Restate, word for word, all of the material shown below.
● ● ●
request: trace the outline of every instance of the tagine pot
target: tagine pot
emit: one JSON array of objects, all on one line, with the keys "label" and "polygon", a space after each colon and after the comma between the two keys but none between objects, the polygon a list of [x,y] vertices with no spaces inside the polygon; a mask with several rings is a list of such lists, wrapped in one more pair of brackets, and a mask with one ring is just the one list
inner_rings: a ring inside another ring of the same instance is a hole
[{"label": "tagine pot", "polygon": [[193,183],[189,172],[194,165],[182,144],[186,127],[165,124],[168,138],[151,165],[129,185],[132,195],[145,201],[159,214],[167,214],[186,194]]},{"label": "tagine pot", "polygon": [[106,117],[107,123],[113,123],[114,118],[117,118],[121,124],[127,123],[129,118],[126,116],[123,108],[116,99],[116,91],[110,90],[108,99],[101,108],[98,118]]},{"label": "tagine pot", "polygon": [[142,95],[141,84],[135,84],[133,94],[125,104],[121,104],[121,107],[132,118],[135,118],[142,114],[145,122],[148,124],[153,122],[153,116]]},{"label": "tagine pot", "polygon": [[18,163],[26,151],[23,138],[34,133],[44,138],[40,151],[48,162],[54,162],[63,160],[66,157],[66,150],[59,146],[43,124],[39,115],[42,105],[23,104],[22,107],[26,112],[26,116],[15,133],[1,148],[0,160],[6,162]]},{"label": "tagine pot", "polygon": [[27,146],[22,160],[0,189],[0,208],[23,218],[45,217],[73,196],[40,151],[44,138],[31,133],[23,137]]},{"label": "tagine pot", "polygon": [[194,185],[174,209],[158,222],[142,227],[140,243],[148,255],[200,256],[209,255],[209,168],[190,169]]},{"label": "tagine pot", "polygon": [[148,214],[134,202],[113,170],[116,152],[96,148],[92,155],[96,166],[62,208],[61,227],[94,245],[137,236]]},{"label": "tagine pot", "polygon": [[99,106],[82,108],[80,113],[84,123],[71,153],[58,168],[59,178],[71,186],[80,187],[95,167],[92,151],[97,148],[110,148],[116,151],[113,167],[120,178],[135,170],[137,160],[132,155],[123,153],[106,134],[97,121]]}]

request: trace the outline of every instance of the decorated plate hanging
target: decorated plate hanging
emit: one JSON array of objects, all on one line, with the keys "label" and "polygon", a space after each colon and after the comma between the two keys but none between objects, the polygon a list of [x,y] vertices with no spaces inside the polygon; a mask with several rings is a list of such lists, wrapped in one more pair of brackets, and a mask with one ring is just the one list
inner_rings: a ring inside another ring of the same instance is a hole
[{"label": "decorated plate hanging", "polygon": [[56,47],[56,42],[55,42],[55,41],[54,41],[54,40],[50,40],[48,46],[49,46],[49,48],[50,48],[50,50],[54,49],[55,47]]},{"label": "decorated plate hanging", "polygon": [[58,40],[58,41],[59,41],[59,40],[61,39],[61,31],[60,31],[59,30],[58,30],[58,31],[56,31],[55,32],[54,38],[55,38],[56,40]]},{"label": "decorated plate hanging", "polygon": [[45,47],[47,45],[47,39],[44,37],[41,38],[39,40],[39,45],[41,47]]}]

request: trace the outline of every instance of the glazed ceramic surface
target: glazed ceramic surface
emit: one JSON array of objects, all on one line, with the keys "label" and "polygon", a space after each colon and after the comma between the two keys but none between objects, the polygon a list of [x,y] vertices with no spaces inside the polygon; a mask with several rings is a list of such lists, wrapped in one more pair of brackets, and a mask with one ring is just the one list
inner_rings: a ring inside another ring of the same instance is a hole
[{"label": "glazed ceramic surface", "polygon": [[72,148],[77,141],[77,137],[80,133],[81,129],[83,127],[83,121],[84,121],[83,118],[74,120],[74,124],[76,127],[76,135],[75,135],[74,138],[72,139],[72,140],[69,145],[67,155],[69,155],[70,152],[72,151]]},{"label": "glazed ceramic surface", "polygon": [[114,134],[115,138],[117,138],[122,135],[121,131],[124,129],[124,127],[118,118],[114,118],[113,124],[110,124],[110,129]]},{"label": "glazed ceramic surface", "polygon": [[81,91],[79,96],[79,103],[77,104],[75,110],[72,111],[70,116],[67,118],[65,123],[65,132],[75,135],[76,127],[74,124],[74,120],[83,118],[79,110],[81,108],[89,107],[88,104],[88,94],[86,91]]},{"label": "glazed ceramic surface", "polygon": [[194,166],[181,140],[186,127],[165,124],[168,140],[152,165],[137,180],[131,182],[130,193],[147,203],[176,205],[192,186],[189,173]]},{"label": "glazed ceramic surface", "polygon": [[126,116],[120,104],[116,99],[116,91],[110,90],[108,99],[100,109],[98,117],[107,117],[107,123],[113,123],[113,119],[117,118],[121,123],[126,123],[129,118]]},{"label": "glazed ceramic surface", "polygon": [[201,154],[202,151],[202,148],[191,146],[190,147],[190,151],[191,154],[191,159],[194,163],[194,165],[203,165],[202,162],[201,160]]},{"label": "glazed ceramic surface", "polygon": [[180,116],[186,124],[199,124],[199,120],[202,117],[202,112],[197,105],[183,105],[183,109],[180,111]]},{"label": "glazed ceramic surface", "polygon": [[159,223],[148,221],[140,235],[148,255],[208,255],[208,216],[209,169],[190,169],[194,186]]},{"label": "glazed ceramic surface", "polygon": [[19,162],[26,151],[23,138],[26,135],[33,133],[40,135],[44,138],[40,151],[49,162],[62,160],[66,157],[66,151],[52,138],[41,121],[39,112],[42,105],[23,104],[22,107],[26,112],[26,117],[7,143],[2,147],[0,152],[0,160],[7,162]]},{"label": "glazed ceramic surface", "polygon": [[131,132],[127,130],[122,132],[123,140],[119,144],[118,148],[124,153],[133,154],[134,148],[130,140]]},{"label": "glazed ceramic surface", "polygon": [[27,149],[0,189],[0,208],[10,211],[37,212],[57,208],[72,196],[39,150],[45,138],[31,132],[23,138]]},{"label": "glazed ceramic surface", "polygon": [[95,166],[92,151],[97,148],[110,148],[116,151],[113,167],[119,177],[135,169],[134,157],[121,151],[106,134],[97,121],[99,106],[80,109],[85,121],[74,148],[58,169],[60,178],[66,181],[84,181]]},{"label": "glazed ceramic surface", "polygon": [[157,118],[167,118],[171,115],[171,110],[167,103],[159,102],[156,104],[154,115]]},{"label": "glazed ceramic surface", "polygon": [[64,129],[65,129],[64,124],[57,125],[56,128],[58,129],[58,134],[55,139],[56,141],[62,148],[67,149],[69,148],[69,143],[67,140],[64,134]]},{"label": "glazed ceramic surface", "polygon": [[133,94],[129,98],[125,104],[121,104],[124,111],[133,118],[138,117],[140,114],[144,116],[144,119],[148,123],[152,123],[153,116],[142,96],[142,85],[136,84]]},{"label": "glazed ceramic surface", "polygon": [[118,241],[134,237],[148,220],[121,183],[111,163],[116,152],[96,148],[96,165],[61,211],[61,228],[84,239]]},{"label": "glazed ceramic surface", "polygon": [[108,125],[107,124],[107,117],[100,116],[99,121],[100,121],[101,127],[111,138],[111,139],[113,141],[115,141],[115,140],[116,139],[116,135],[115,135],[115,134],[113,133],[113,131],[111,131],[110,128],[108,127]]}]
● ● ●
_Solution:_
request: trace the outline of every instance of the tagine pot
target: tagine pot
emit: one JSON array of objects, all on one line, with the keys "label" and "polygon", a space after each colon and after the comma between the two keys but none between objects, the polygon a list of [x,y] vertices with no spaces inside the polygon; a mask with several rings is a list of such lists, wrapped in one more pair of brackets, and a mask with one ring is just the one list
inner_rings: a ring inside another ring of the same instance is a hole
[{"label": "tagine pot", "polygon": [[193,183],[189,172],[194,165],[182,144],[186,127],[165,124],[168,138],[151,165],[129,185],[132,195],[145,201],[159,214],[167,214],[186,194]]},{"label": "tagine pot", "polygon": [[106,117],[107,123],[113,123],[114,118],[117,118],[121,124],[127,123],[129,118],[126,116],[123,108],[116,99],[116,91],[110,90],[108,99],[101,108],[98,118]]},{"label": "tagine pot", "polygon": [[142,95],[141,84],[135,84],[133,94],[125,104],[121,104],[121,107],[132,118],[135,118],[142,114],[145,122],[148,124],[153,122],[153,116]]},{"label": "tagine pot", "polygon": [[18,163],[26,151],[23,138],[34,133],[44,138],[40,151],[48,162],[54,162],[63,160],[66,157],[66,150],[59,146],[43,124],[39,115],[42,105],[23,104],[22,107],[26,112],[26,116],[15,133],[1,148],[0,160],[6,162]]},{"label": "tagine pot", "polygon": [[27,146],[22,160],[0,189],[0,208],[23,218],[45,217],[73,196],[40,151],[44,138],[31,133],[23,137]]},{"label": "tagine pot", "polygon": [[194,185],[174,209],[158,222],[142,227],[140,243],[148,255],[200,256],[209,255],[209,168],[190,169]]},{"label": "tagine pot", "polygon": [[148,214],[134,202],[113,170],[116,152],[96,148],[92,155],[96,166],[62,208],[61,227],[94,245],[137,236]]},{"label": "tagine pot", "polygon": [[99,106],[82,108],[80,113],[84,123],[71,153],[58,168],[59,178],[71,186],[80,187],[95,167],[92,151],[97,148],[110,148],[116,151],[113,167],[120,178],[135,170],[137,160],[132,155],[123,153],[106,134],[97,121]]}]

request: trace the outline of every instance of the decorated plate hanging
target: decorated plate hanging
emit: one JSON array of objects, all on one line, with the keys "label" and "polygon", a space after each colon and after the comma between the two keys but none between objects, the polygon a list of [x,y] vertices with no spaces inside the polygon; a mask with several rings is a list of such lists, wrapped in one more pair of brackets, and a mask with one ring is just the one list
inner_rings: a ring inside another ring of the same instance is a hole
[{"label": "decorated plate hanging", "polygon": [[56,47],[56,42],[55,42],[55,41],[54,41],[54,40],[50,40],[48,46],[49,46],[49,48],[50,48],[50,50],[54,49],[55,47]]},{"label": "decorated plate hanging", "polygon": [[58,40],[58,41],[59,41],[59,40],[61,39],[61,31],[60,31],[59,30],[58,30],[58,31],[56,31],[55,32],[54,38],[55,38],[56,40]]},{"label": "decorated plate hanging", "polygon": [[45,47],[47,45],[47,39],[44,37],[41,38],[39,40],[39,45],[41,47]]}]

request: trace the outline of every instance of the glazed ceramic surface
target: glazed ceramic surface
emit: one JSON array of objects, all on one line, with the keys "label" and "polygon", a space after each colon and after the comma between the two keys but none between objects, the polygon a list of [x,y] vertices with no spaces inside the polygon; a mask with several rings is a list of such lists, wrapped in one more pair of brackets, and a mask with one ring is just the one list
inner_rings: a ring inside another ring of the same instance is a hole
[{"label": "glazed ceramic surface", "polygon": [[72,148],[77,141],[77,137],[80,133],[81,129],[83,127],[83,121],[84,121],[83,118],[74,120],[74,124],[76,127],[76,135],[75,135],[74,138],[72,139],[72,140],[69,145],[67,155],[69,155],[70,152],[72,151]]},{"label": "glazed ceramic surface", "polygon": [[114,134],[115,138],[117,138],[122,135],[121,131],[124,129],[124,127],[118,118],[114,118],[113,124],[110,124],[110,129]]},{"label": "glazed ceramic surface", "polygon": [[81,91],[79,96],[79,103],[77,104],[75,110],[72,111],[70,116],[67,118],[65,123],[65,132],[75,135],[76,127],[74,124],[74,120],[83,118],[79,110],[81,108],[89,107],[88,104],[88,94],[86,91]]},{"label": "glazed ceramic surface", "polygon": [[194,166],[181,140],[186,127],[165,124],[168,140],[152,165],[137,180],[131,182],[130,193],[147,203],[176,205],[192,186],[189,173]]},{"label": "glazed ceramic surface", "polygon": [[126,116],[120,104],[116,99],[116,91],[110,90],[108,99],[100,109],[98,117],[107,117],[107,123],[113,123],[113,119],[117,118],[121,123],[126,123],[129,118]]},{"label": "glazed ceramic surface", "polygon": [[201,154],[202,151],[202,148],[191,146],[190,147],[190,151],[191,154],[191,159],[194,163],[194,165],[203,165],[202,162],[201,160]]},{"label": "glazed ceramic surface", "polygon": [[180,116],[186,124],[199,124],[199,120],[202,117],[202,112],[197,105],[183,105],[183,109],[180,111]]},{"label": "glazed ceramic surface", "polygon": [[159,223],[148,221],[140,235],[148,255],[208,255],[208,216],[209,169],[190,169],[194,186]]},{"label": "glazed ceramic surface", "polygon": [[19,162],[26,151],[23,138],[26,135],[33,133],[40,135],[44,138],[40,151],[49,162],[62,160],[66,157],[66,151],[52,138],[41,121],[39,112],[42,105],[23,104],[22,107],[26,112],[26,117],[7,143],[2,147],[0,152],[0,160],[7,162]]},{"label": "glazed ceramic surface", "polygon": [[131,132],[127,130],[122,132],[123,140],[119,144],[118,148],[124,153],[133,154],[134,148],[130,140]]},{"label": "glazed ceramic surface", "polygon": [[27,149],[0,189],[0,208],[10,211],[37,212],[57,208],[72,196],[39,150],[45,138],[31,132],[23,138]]},{"label": "glazed ceramic surface", "polygon": [[95,166],[92,151],[97,148],[110,148],[116,151],[113,167],[119,177],[135,169],[134,157],[121,151],[106,134],[97,121],[99,106],[80,109],[85,121],[74,148],[58,169],[60,178],[66,181],[84,181]]},{"label": "glazed ceramic surface", "polygon": [[157,118],[167,118],[171,115],[171,110],[167,103],[159,102],[156,104],[154,115]]},{"label": "glazed ceramic surface", "polygon": [[64,129],[65,129],[64,124],[57,125],[56,128],[58,129],[58,134],[55,139],[56,141],[62,148],[67,149],[69,148],[69,143],[67,140],[64,134]]},{"label": "glazed ceramic surface", "polygon": [[133,94],[129,98],[125,104],[121,104],[124,111],[133,118],[138,117],[140,114],[144,116],[144,119],[148,123],[152,123],[153,116],[142,96],[142,85],[136,84]]},{"label": "glazed ceramic surface", "polygon": [[118,241],[134,237],[148,220],[121,183],[111,163],[116,152],[96,148],[96,165],[61,211],[61,228],[84,239]]},{"label": "glazed ceramic surface", "polygon": [[108,125],[107,124],[107,117],[100,116],[99,121],[100,121],[101,127],[111,138],[111,139],[113,141],[115,141],[115,140],[116,139],[116,135],[115,135],[115,134],[113,133],[113,131],[111,131],[110,128],[108,127]]}]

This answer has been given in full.